§ Directive 1
In the text on the Trans-European Corridors, substitute "Balkan peninsula" for "Balkan region" and write out the part that opens with the words containing "Projecting the two" and closes with "new structures vanes.".

The Trans-European Corridors

Piecemeal Extension of the Existing ones, or the Development of a Pan-European Network?

 

In the series of conferences entitled “Lectures on the Balkans” a very similar idea cropped up in several topics, though it was not particularly emphasized anywhere. Apparently our climatic and military, as well as social and territorial political situation is equally characterised by the desire of having an image of Hungary that would increasingly approximate countries located further north and west of us, while we could see that we are increasingly sliding towards the south and east on the basis of the trends outlined (or at least we are being classified as belonging there on the Pan-European map). Such a classification may have factual basis, but the attitude that the earlier maps of Western Europe have not been replaced in Brussels may also contribute to it, and the newly acceding countries are only ’attached’ to its edge.

One may experience a similar patchwork at the planning of the transport corridors, and the present paper would primarily discuss this issue.

Projecting the two most important lessons concerning the Balkan region one may state that:

1. In an inter-regional context it is the effect of networks determined elsewhere that is becoming dominant on this territory, as contrasted to planning based on the assertion of internal contexts.

2. Due to making the possibility of financing individual projects exclusive only the formerly evolved structures and elements of the network can be strengthened by corrections, and the chance of creating new structures vanes.

The structure of this paper is the following. After having defined the region we are talking about there would be a brief summary of how this area fits into the European territorial policy. Next the build of the European transport networks, structuring the region is presented. Three, four and five-letter acronyms such as TEN, PEN, PETRA, TINA, TIRS, REBIS would indicate that networks are involved here (but we are not going to speak about the AGR, AGC, AGTC, TEM and TER networks also existing in the region). It is a prominent issue of discussion whether these networks and their methods of design applied so far are suitable to create a uniform European transport network or not.

 

The Balkans and Its Environment

It has become an almost compulsory starting point to indicate where the borders of the Balkans can be located from the angle of the given topic. Strictly speaking the entire region constitutes a single peninsula south of the line drawn between Trieste and the estuary of the Dnieper. A narrower delimitation by natural geography indicates only the region south of the basins of the Rivers Sava and Danube as the Balkans; whereas a political classification often considers even the Romanian territories as belonging here. As far as our topic, the transport corridors and the European contacts are concerned, it is fully justified to study as broad an area as possible.

§ Directive 2
Identify each line of the listing below that contains the word "hair" and copy those lines out.

§ Data provided
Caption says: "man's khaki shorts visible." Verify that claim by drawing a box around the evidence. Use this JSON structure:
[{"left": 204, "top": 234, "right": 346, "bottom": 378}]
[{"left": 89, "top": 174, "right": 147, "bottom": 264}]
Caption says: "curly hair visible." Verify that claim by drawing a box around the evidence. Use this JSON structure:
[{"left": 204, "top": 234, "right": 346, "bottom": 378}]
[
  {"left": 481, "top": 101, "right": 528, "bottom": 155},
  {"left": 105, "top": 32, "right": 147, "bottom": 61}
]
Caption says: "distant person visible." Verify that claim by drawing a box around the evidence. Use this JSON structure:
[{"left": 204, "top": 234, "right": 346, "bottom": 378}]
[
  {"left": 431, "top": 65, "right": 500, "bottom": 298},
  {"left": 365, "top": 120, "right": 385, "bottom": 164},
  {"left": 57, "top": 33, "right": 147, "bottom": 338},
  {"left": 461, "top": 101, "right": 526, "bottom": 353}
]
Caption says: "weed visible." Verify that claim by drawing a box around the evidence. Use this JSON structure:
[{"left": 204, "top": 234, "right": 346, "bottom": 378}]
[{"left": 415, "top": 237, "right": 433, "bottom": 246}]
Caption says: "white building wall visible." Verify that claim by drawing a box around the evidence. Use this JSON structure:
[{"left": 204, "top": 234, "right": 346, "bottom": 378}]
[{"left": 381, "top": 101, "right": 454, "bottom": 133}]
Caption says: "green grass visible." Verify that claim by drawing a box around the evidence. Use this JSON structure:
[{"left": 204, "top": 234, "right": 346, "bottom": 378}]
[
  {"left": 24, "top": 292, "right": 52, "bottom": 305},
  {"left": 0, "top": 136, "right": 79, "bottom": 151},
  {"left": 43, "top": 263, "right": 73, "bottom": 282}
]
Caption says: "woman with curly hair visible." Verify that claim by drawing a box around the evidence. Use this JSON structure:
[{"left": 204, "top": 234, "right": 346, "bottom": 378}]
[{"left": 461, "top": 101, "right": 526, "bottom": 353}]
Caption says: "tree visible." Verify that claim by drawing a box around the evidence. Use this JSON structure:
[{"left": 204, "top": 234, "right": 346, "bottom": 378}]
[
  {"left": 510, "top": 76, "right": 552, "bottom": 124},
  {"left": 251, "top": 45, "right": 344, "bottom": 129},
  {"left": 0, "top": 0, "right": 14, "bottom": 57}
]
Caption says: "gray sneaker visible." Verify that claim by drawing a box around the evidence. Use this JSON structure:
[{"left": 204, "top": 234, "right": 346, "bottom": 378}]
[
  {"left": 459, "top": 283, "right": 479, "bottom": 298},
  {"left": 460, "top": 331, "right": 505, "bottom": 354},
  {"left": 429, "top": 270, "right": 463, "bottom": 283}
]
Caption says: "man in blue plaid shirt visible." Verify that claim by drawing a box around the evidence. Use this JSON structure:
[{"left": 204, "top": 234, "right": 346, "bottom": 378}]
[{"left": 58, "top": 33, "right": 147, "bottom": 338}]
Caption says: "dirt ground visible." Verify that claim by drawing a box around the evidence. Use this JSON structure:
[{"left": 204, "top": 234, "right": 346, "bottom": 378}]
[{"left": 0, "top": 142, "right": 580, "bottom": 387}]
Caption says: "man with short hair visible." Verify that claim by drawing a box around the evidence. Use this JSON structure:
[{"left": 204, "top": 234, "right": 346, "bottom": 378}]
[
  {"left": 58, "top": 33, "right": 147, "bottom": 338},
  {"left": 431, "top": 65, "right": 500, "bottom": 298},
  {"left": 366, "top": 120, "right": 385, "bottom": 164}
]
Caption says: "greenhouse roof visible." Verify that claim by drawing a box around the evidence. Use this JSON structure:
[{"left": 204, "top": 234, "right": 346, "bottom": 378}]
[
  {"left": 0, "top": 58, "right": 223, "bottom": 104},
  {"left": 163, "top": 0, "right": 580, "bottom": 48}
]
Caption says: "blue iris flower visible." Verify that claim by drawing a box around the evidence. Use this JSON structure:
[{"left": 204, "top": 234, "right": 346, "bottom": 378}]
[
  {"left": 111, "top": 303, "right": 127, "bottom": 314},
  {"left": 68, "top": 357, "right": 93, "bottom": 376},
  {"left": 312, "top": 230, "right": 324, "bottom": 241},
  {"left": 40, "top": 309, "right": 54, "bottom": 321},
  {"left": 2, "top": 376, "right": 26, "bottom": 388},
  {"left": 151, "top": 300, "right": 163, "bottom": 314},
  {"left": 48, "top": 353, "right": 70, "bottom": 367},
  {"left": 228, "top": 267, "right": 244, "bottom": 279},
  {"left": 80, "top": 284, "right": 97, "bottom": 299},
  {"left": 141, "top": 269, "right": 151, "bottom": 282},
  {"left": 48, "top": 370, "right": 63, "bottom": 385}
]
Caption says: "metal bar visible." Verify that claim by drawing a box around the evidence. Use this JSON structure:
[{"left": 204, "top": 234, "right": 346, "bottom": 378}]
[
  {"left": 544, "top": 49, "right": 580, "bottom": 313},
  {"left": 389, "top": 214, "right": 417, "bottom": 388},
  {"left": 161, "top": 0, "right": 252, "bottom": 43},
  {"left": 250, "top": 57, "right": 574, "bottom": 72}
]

§ Full solution 1
Projecting the two most important lessons concerning the Balkan peninsula one may state that:

1. In an inter-regional context it is the effect of networks determined elsewhere that is becoming dominant on this territory, as contrasted to planning based on the assertion of internal contexts.

2. Due to making the possibility of financing individual projects exclusive only the formerly evolved structures and elements of the network can be strengthened by corrections, and the chance of creating new structures vanes.

§ Full solution 2
Caption says: "curly hair visible." Verify that claim by drawing a box around the evidence. Use this JSON structure:
Caption says: "woman with curly hair visible." Verify that claim by drawing a box around the evidence. Use this JSON structure:
Caption says: "man with short hair visible." Verify that claim by drawing a box around the evidence. Use this JSON structure:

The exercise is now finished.